◆ Istruzioni ◆
(1) Nel testo sui tornelli dell'università di Bologna, come si chiama la nuova pagina Facebook citata?
(2) Nelle voci, riscrivi le righe che vanno da quella che contiene "carved rose | locate" fino alla fine delle voci, estremi inclusi. Sostituisci "carved rose" con "rose carving" e lascia invariato tutto il resto.

Giovedì mobilitazione nazionale a sostegno degli studenti contro i tornelli. Pubblichiamo inoltre una nuova riflessione inviata in redazione, insieme alle parole di Franco Berardi “Bifo” e di frate Benito Fusco sui fatti di via Zamboni.

14 Febbraio 2017 - 12:25

“Quanto avvenuto a Bologna è noto. Un attacco portato avanti dall’università prima con la decisione unilaterale di installare un sistema di controllo tramite i famosi tornelli, poi con l’appoggio della questura con le cariche della celere dentro il 36. Attacco contro una comunità di studenti e studentesse che rivendicano il diritto ad un sapere libero e si oppongono a inutili barriere all’ingresso di una sala studio, e che quel giorno avevano deciso di autorganizzarsi riaprendo ed autogestendo la biblioteca. E’ prima di tutto questione di diritto allo studio, ma non soltanto: è questione di minare le basi dell’alterità possibile. E’ l’attacco ad una comunità e attraverso essa ad ogni frammento di contestazione, di dissenso, di opposizione reale al discorso e ai soprusi di chi si arroga il diritto di decide sulle nostre vite. Dopo la gravissima irruzione della celere in antisommossa, abbiamo visto la giusta e degna risposta di chi non ci sta a chinare la testa di fronte a queste imposizioni”. Queste le parole apparse ieri in un post sulla nuova pagina Facebook denominata “Quelli del 36”, che si apre con la formula: “Appello: tutte le università d’Italia in mobilitazione in solidarietà con Bologna, per il riscatto della nostra generazione”.

Verso gli studenti “dicono che siamo una generazione di pigri, ci dicono che dovremmo essere flessibili, ci dicono che siamo choosy. La verità è che siamo una generazione di giovani marchiati a vita dalle politiche di precarietà del Pd e di Poletti, dal lavoro gratuito stile Expo, dall’impossibilità di tracciare prospettive di futuro ed essere imbrigliata in questo eterno presente di sofferenza. Abbiamo una grande responsabilità: rompere la solitudine di tanti coetanei e coetanee, creare una contronarrazione a chi specula sugli interessi giovanili e non fa altro che perpetuare il tempo infinito della nostra precarietà. Economica, esistenziale. Anche per Michele, per chi se ne va col cappio al collo. Perché non accada più e la forza collettiva sia il vero segno del riscatto. Facciamo perciò appello a tutte le città, agli studenti, alle studentesse ed ai tanti e tante solidali del Paese, perché giovedì 16 sia una giornata di mobilitazione e così i giorni a venire. Dal Nord al Sud alle isole segnaliamo, manifestiamo, contestiamo i responsabili delle scelte scellerate che subiamo in Università e non solo. Riappropriamoci del nostro tempo e dei nostri spazi, per costruire l’alternativa possibile all’interno dell’università ormai azienda. L’università è di chi la vive!” La firma è la stessa che si è costituita nelle scorse settimane e giorni nella lotta contro i tornelli , “Assemblea degli studenti e studentesse del 36”.

◆ Voci di partenza ◆

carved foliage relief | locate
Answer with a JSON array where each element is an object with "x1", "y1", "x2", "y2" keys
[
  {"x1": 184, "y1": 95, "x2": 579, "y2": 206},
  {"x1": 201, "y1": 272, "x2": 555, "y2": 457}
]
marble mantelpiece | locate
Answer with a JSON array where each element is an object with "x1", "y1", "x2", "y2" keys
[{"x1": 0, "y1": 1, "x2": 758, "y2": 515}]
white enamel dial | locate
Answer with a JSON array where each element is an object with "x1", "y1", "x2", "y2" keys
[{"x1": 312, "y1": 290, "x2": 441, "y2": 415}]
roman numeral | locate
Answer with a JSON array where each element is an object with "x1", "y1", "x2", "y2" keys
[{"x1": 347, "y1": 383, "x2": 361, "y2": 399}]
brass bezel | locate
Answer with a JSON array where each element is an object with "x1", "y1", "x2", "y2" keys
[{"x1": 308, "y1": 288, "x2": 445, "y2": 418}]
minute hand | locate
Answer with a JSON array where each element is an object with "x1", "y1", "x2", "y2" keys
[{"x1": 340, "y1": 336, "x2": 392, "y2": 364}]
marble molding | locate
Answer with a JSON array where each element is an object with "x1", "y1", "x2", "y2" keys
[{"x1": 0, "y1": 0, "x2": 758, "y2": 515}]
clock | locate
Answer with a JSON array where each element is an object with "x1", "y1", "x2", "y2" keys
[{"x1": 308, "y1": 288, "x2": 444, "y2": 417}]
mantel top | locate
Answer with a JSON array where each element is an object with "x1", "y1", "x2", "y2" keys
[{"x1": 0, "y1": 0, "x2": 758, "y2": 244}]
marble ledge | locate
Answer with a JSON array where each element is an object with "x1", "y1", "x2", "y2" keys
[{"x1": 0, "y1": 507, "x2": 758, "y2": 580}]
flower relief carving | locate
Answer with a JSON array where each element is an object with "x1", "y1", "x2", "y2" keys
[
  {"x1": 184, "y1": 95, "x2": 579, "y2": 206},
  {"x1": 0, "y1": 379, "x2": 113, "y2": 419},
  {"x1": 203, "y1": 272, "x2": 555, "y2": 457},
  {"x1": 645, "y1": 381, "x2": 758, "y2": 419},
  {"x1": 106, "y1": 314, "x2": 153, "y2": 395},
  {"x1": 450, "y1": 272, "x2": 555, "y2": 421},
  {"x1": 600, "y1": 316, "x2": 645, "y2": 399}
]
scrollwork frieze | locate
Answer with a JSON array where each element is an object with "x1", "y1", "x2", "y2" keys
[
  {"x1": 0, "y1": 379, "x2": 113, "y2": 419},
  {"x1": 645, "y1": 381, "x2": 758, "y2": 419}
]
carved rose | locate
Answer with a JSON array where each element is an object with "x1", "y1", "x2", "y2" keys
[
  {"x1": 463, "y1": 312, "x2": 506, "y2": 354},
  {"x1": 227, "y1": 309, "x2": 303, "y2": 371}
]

◆ Risposte ai compiti ◆
(1) La pagina si chiama «Quelli del 36».

(2)
rose carving | locate
Answer with a JSON array where each element is an object with "x1", "y1", "x2", "y2" keys
[
  {"x1": 463, "y1": 312, "x2": 506, "y2": 354},
  {"x1": 227, "y1": 309, "x2": 303, "y2": 371}
]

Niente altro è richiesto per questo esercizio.